Problem:
Render every line of the listing below as a JSON list of strings, one string per line, omitting blank lines. Exclude the pictures from the answer.

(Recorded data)
** BEGIN **
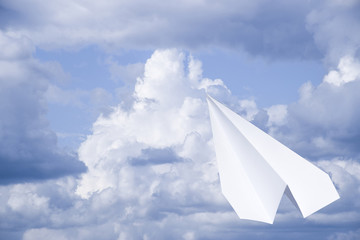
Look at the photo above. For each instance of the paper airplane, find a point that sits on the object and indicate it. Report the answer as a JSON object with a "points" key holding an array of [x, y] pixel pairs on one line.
{"points": [[256, 170]]}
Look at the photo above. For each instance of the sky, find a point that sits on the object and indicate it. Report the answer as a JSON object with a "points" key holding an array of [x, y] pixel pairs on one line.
{"points": [[105, 130]]}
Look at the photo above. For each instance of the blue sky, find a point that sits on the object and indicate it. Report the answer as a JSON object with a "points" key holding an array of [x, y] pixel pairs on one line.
{"points": [[104, 127]]}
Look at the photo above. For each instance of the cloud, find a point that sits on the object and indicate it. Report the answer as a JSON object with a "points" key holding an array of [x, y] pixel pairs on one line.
{"points": [[334, 25], [323, 123], [28, 149], [152, 171], [275, 29]]}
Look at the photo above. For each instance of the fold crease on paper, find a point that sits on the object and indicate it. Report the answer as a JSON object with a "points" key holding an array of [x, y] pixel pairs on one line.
{"points": [[256, 170]]}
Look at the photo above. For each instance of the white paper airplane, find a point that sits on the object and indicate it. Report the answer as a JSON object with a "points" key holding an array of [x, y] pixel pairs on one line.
{"points": [[256, 170]]}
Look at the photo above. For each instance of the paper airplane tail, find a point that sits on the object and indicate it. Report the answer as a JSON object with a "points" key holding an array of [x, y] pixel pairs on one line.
{"points": [[255, 169]]}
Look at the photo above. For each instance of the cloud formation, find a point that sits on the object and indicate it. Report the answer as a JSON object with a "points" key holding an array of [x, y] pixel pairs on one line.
{"points": [[323, 122], [152, 173], [28, 148]]}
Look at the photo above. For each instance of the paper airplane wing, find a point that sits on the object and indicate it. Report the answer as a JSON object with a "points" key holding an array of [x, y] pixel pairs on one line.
{"points": [[255, 170]]}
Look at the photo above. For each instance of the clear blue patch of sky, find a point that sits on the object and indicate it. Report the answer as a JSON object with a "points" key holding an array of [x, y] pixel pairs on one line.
{"points": [[269, 82]]}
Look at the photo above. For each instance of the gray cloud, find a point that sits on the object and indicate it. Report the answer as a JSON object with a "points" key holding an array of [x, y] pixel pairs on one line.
{"points": [[28, 147], [172, 190], [324, 122]]}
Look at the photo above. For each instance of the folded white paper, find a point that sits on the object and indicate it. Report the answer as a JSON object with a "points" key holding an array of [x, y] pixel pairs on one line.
{"points": [[256, 170]]}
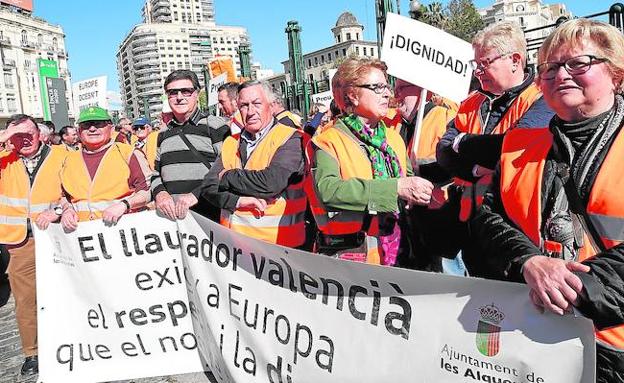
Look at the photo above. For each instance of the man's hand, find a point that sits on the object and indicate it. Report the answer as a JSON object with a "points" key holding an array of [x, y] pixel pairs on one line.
{"points": [[45, 218], [554, 287], [69, 219], [165, 205], [255, 205], [415, 190], [111, 214], [183, 203]]}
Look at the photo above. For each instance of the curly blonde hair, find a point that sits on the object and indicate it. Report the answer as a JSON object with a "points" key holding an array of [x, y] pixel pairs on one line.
{"points": [[577, 33]]}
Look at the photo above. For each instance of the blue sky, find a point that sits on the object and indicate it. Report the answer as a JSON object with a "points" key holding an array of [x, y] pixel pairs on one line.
{"points": [[94, 28]]}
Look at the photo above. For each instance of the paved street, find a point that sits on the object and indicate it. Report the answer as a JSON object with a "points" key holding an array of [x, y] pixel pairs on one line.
{"points": [[11, 356]]}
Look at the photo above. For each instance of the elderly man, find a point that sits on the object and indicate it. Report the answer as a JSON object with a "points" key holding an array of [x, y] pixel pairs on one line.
{"points": [[69, 138], [30, 190], [257, 180], [186, 150], [145, 139], [472, 144], [124, 130], [105, 179], [226, 95]]}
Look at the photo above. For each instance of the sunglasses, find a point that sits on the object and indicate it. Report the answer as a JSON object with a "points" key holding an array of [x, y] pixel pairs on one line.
{"points": [[186, 92], [95, 124]]}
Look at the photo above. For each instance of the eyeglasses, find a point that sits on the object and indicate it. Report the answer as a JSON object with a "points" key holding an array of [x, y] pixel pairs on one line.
{"points": [[378, 88], [483, 64], [186, 92], [95, 124], [574, 66]]}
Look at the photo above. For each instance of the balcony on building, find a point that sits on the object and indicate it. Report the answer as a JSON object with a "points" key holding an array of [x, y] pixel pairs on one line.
{"points": [[8, 64]]}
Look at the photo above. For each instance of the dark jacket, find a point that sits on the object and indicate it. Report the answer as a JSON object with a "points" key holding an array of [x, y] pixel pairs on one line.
{"points": [[484, 149]]}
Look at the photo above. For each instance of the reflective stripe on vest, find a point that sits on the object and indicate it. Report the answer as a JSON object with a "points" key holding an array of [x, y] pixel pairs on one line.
{"points": [[282, 222], [20, 200], [354, 163], [110, 183], [468, 120], [522, 164]]}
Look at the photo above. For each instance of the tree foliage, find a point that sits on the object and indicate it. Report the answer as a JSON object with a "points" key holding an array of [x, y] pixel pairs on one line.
{"points": [[459, 18]]}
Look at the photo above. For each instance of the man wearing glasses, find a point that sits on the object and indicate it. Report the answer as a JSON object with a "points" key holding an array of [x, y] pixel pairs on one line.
{"points": [[186, 150], [145, 139], [105, 179], [507, 98]]}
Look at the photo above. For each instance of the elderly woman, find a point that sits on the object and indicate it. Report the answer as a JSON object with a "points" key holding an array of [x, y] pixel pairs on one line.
{"points": [[360, 170], [556, 200]]}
** END **
Solution to this problem:
[
  "Look at the photo above. For each instance of the paper airplane, find a point that sits on the object and indicate it. Report the answer as a JSON object with a \"points\" key holding an array of [x, y] pixel pairs on one line.",
  "{\"points\": [[256, 170]]}",
  "Look at the photo above. For each instance of the sky, find a point that sits on the object and indicate it. Report the answer as a JSON object with a \"points\" key holding an array of [x, y] pixel pairs on one line.",
  "{\"points\": [[105, 130]]}",
  "Look at the photo above. For each instance of the blue sky, find a point that sits on the object and indicate it. Report the answer as a JSON object with a \"points\" key holding an array of [x, y] pixel pairs on one line.",
  "{\"points\": [[104, 127]]}",
  "Look at the photo above. For each instance of the cloud, find a point that sits on the object and indicate it. Report the answer as a JSON object with a \"points\" key holding an array of [x, y] pixel pairs on one line.",
  "{\"points\": [[334, 25], [323, 123], [28, 149], [152, 171], [275, 29]]}",
  "Look at the photo above. For each instance of the fold crease on paper, find a point that sits on the object and indicate it. Report the answer as a JSON object with a \"points\" key holding an array of [x, y] pixel pairs on one line.",
  "{\"points\": [[256, 170]]}",
  "Look at the photo above. For each instance of the white paper airplane, find a point that sits on the object and indicate it. Report the answer as a JSON object with a \"points\" key holding an array of [x, y] pixel pairs on one line.",
  "{\"points\": [[256, 170]]}",
  "Look at the photo above. For each instance of the paper airplane tail, find a point that sits on the object and indicate it. Report the answer as a JSON object with a \"points\" key holding an array of [x, y] pixel pairs on one line.",
  "{\"points\": [[255, 169]]}",
  "Look at the photo above. For each instance of the cloud formation, find a point that sits on the object and indicate it. Report the answer as a JSON object with a \"points\" key holding an array of [x, y] pixel pairs on one line.",
  "{\"points\": [[323, 122], [152, 173], [28, 148]]}",
  "Look at the photo above. For each instance of the paper airplane wing, find a point that sits on the object and indicate it. Report the answer as a JSON object with a \"points\" key holding an array of [x, y] pixel pairs on one line.",
  "{\"points\": [[255, 170]]}",
  "Look at the photo above. For each instance of the clear blue patch of sky, find a point that sits on the object and indicate it. Report the answer as a JSON object with a \"points\" key holding an array of [x, y] pixel pairs on one line.",
  "{\"points\": [[269, 82]]}",
  "Look at the photo above. For each instance of the gray cloud, find a point that sits on the object and indicate it. Report the answer as a JSON object with a \"points\" key holding an array of [x, y] pixel pairs on one line.",
  "{\"points\": [[28, 147], [172, 190], [324, 122]]}",
  "Look at the photo above. For each instance of the folded white paper, find a point that sits on the object and indicate it. Report the answer as a JSON object with a \"points\" key holding an array of [x, y] pixel pairs on one line.",
  "{\"points\": [[256, 170]]}",
  "Look at the photo above. For each instance of the man's hand, find a point that sits on the object and indicate it. Report the answer as a JSON object with a \"points\" key holding an array of [x, y] pixel pairs on one line.",
  "{\"points\": [[45, 218], [554, 287], [69, 219], [165, 205], [255, 205], [415, 190], [111, 214], [183, 203]]}",
  "Look at the photo above. For each instance of the curly blonde hair, find a point that sits on the object and indicate it. Report the answer as a JSON object with a \"points\" key holding an array of [x, y] pixel pairs on one line.",
  "{\"points\": [[577, 33]]}",
  "Look at the photo above. For each instance of the blue sky, find a point that sits on the object and indicate it. Report the answer as a JSON object with a \"points\" key holding an array of [x, y] pixel pairs on one line.",
  "{\"points\": [[94, 28]]}",
  "Look at the photo above. For each instance of the paved street, find a point that sits on the object and indicate it. Report the answer as a JSON object with a \"points\" key holding an array of [x, y] pixel pairs on one line.",
  "{\"points\": [[11, 356]]}",
  "Look at the photo above. For each instance of the elderly man, find a point that sits on the object and indicate it. Report the answer as a JSON object with a \"points\" key holding an array of [x, y] pixel pairs on one line.",
  "{\"points\": [[69, 138], [30, 190], [257, 180], [186, 150], [145, 139], [472, 144], [124, 130], [105, 179], [226, 95]]}",
  "Look at the photo above. For each instance of the sunglasses, find a point that sits on the object and indicate it. Report the answer as a JSON object with a \"points\" key holding an array of [x, y] pixel pairs on one line.",
  "{\"points\": [[186, 92], [95, 124]]}",
  "Look at the photo above. For each instance of the eyeglasses, find a point that sits on the object and indicate it. Report the answer as a JSON object with a \"points\" key holding an array of [x, y] pixel pairs on one line.",
  "{\"points\": [[378, 88], [483, 64], [186, 92], [95, 124], [574, 66]]}",
  "Look at the photo above. For each instance of the balcony on building, find a point that sits on the object and indicate it. Report the answer as a JSON object with a \"points\" key holding an array of [x, y] pixel pairs on one line.",
  "{\"points\": [[8, 64]]}",
  "Look at the photo above. For each instance of the dark jacket, find a point that sits on the object and indicate it. Report the answer as a JSON object with a \"points\" key holding an array of [x, y] pixel pairs on one line.",
  "{\"points\": [[484, 149]]}",
  "Look at the photo above. For each instance of the reflective stripe on vest, find a point that sits on the object and indicate it. Report the answer as a JSON object with a \"points\" key holding an array of [x, y] pixel pairs on one line.",
  "{\"points\": [[282, 222], [20, 200], [354, 163], [110, 183], [468, 120], [522, 164]]}",
  "Look at the photo above. For each instance of the tree foliage, find a point that sits on the object and indicate it. Report the answer as a JSON object with a \"points\" key holding an array of [x, y] pixel pairs on one line.",
  "{\"points\": [[459, 18]]}",
  "Look at the photo above. For each instance of the man wearing glasses, find a point that sits on the object and indicate it. Report the answer as a JSON object with a \"points\" key holding an array of [x, y] pixel pairs on one line.",
  "{\"points\": [[186, 150], [145, 139], [105, 179], [507, 98]]}",
  "Look at the photo above. For each instance of the elderly woman, find a point that sits on the object and indicate it. Report the answer as a JSON object with a \"points\" key holding an array of [x, y] pixel pairs on one line.",
  "{\"points\": [[360, 170], [556, 200]]}"
]